* [Your goal] What's needed is an exact retyping of the lines from the start of the listing up to and including the line with "x=715, y=379", minus any pictures.

====== Listed entries ======

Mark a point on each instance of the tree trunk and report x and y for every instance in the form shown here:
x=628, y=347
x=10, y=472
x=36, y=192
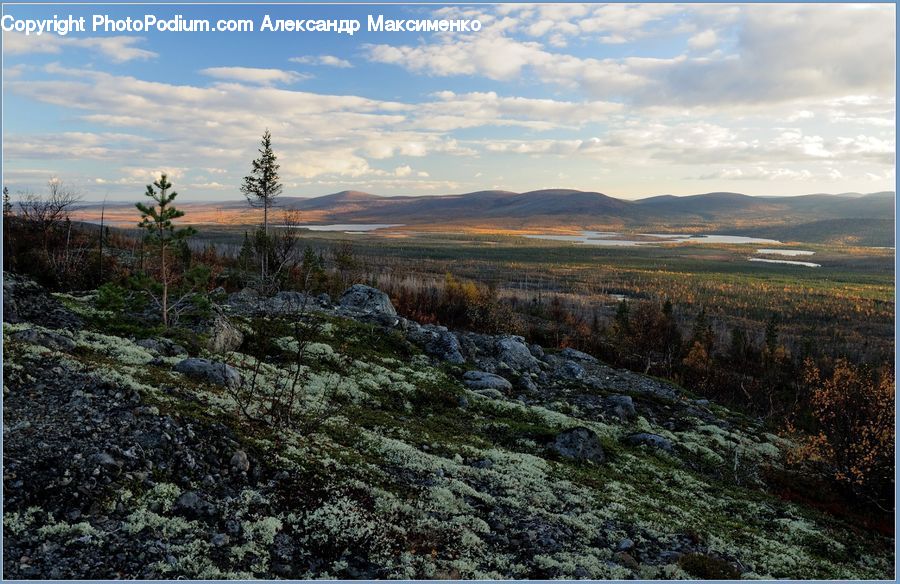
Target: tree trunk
x=165, y=279
x=265, y=258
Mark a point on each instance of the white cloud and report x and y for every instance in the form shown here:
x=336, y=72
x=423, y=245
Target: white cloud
x=118, y=49
x=326, y=60
x=254, y=75
x=703, y=41
x=782, y=53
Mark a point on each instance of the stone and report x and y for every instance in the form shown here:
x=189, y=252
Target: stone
x=513, y=352
x=438, y=342
x=622, y=406
x=483, y=380
x=214, y=372
x=573, y=370
x=580, y=444
x=223, y=336
x=162, y=346
x=367, y=299
x=240, y=462
x=191, y=504
x=53, y=341
x=490, y=393
x=577, y=355
x=647, y=439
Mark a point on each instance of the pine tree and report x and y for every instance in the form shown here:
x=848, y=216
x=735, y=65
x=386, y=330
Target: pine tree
x=261, y=187
x=157, y=220
x=7, y=205
x=772, y=333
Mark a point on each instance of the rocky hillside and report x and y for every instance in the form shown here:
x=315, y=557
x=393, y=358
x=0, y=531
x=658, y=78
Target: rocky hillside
x=404, y=451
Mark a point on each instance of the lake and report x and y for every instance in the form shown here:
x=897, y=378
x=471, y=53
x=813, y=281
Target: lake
x=347, y=227
x=787, y=262
x=615, y=239
x=786, y=252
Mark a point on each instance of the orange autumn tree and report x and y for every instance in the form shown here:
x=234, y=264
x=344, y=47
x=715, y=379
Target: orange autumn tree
x=853, y=411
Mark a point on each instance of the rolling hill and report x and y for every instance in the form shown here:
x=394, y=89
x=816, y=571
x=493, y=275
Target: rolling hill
x=827, y=217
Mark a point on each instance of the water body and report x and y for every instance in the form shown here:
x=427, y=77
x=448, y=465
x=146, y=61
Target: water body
x=348, y=227
x=788, y=262
x=787, y=252
x=615, y=239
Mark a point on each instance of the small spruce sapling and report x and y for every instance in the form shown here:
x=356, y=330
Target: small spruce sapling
x=162, y=235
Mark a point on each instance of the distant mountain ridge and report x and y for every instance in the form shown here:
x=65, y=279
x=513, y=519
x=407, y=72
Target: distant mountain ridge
x=557, y=207
x=567, y=209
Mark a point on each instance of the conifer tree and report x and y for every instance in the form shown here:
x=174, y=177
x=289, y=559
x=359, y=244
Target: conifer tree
x=157, y=219
x=261, y=187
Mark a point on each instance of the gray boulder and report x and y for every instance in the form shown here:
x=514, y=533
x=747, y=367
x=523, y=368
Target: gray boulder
x=438, y=342
x=192, y=505
x=579, y=444
x=490, y=393
x=367, y=299
x=240, y=461
x=577, y=355
x=52, y=341
x=483, y=380
x=647, y=439
x=572, y=370
x=290, y=301
x=622, y=406
x=223, y=336
x=512, y=351
x=210, y=371
x=164, y=347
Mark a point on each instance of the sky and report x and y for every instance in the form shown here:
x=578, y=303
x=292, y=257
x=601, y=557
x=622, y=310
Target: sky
x=630, y=100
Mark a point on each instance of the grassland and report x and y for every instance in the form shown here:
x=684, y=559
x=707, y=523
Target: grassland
x=846, y=307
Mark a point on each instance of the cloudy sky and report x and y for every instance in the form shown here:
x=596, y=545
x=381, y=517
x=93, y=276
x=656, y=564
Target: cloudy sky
x=627, y=99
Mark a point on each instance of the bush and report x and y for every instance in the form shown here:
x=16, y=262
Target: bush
x=111, y=296
x=853, y=428
x=708, y=567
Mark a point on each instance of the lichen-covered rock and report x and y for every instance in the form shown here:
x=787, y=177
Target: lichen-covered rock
x=223, y=337
x=579, y=444
x=577, y=355
x=437, y=341
x=647, y=439
x=484, y=380
x=163, y=346
x=240, y=461
x=514, y=353
x=367, y=299
x=210, y=371
x=50, y=340
x=622, y=406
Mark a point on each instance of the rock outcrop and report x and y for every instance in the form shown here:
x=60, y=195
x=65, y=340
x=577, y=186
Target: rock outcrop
x=209, y=371
x=368, y=300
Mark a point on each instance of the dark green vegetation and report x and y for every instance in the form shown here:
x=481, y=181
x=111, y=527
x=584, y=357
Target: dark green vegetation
x=403, y=478
x=868, y=232
x=368, y=458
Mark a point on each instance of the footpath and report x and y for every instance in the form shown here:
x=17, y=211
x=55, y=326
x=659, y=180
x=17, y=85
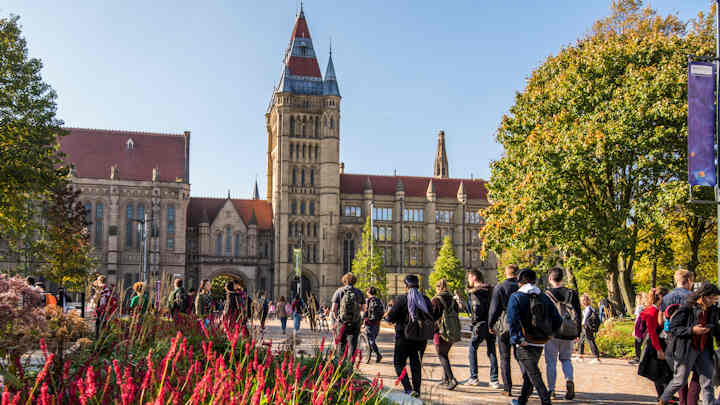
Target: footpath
x=610, y=382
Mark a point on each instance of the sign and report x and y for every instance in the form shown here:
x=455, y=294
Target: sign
x=701, y=124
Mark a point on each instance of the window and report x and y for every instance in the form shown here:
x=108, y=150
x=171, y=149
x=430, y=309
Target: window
x=129, y=226
x=171, y=227
x=352, y=211
x=98, y=224
x=382, y=214
x=443, y=217
x=413, y=215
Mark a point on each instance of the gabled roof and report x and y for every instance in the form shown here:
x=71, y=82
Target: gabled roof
x=94, y=151
x=210, y=207
x=413, y=186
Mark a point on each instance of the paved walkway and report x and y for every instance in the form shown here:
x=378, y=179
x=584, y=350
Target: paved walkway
x=611, y=382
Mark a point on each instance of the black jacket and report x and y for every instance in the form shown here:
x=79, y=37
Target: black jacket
x=681, y=326
x=500, y=297
x=399, y=314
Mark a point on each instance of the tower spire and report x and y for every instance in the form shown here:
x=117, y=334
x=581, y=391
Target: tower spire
x=441, y=171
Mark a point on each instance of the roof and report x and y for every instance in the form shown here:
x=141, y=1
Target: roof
x=94, y=151
x=200, y=206
x=414, y=186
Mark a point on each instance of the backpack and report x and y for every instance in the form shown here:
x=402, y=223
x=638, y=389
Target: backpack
x=593, y=322
x=540, y=328
x=350, y=306
x=375, y=309
x=449, y=323
x=421, y=328
x=569, y=329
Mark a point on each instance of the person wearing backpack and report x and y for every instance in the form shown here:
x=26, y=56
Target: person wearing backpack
x=414, y=326
x=347, y=304
x=374, y=313
x=479, y=295
x=560, y=347
x=498, y=323
x=532, y=319
x=445, y=309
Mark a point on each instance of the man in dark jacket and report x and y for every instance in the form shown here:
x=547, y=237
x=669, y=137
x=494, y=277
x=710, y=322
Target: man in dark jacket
x=479, y=301
x=498, y=305
x=529, y=339
x=693, y=330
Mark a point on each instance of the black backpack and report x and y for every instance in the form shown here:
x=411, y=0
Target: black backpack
x=375, y=309
x=540, y=328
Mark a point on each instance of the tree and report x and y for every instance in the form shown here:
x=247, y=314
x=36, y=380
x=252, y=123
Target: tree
x=590, y=141
x=448, y=266
x=30, y=165
x=369, y=269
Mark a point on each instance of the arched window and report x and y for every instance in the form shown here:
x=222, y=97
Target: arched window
x=228, y=241
x=129, y=226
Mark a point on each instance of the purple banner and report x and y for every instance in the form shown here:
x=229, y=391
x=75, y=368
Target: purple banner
x=701, y=124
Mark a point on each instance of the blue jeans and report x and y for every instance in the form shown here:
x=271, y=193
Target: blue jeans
x=558, y=349
x=480, y=333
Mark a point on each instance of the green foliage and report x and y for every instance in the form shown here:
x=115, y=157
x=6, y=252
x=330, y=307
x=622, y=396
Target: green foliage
x=448, y=266
x=370, y=270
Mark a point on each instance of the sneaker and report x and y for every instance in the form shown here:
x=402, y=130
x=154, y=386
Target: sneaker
x=570, y=394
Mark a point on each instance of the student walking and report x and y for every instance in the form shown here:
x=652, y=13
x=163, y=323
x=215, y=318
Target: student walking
x=654, y=366
x=445, y=308
x=694, y=330
x=590, y=327
x=479, y=295
x=560, y=346
x=533, y=319
x=498, y=323
x=347, y=305
x=414, y=326
x=374, y=313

======

* [Task response]
Mark a point on each instance of the tree trunk and report x and y for every instance in the form shown here:
x=628, y=347
x=10, y=472
x=36, y=192
Target: tree trunk
x=165, y=279
x=265, y=258
Mark a point on each instance of the white cloud and report x and y for every instance in the form shown here:
x=336, y=72
x=423, y=245
Target: white cloud
x=118, y=49
x=326, y=60
x=254, y=75
x=703, y=41
x=782, y=53
Mark a point on each instance of the stone and report x and y for every instance in the form shown here:
x=189, y=252
Target: stone
x=513, y=352
x=438, y=342
x=622, y=406
x=483, y=380
x=214, y=372
x=573, y=370
x=580, y=444
x=223, y=336
x=162, y=346
x=367, y=299
x=240, y=462
x=191, y=504
x=53, y=341
x=490, y=393
x=577, y=355
x=647, y=439
Mark a point on each instance of the pine tree and report x and y for every instance in the form shown here:
x=848, y=216
x=735, y=65
x=386, y=330
Target: pine tree
x=261, y=187
x=157, y=220
x=7, y=205
x=772, y=333
Mark a point on each instance of the rocky hillside and report x and y for every instance in the form shown here:
x=315, y=557
x=393, y=358
x=0, y=531
x=658, y=78
Target: rocky hillside
x=404, y=451
Mark a point on each instance of the lake and report x and y for every instance in the form shown here:
x=897, y=378
x=471, y=53
x=813, y=281
Target: lake
x=347, y=227
x=787, y=262
x=615, y=239
x=786, y=252
Mark a point on each instance of the orange autumn tree and report x and y for every instance in the form shown here:
x=234, y=264
x=344, y=47
x=715, y=379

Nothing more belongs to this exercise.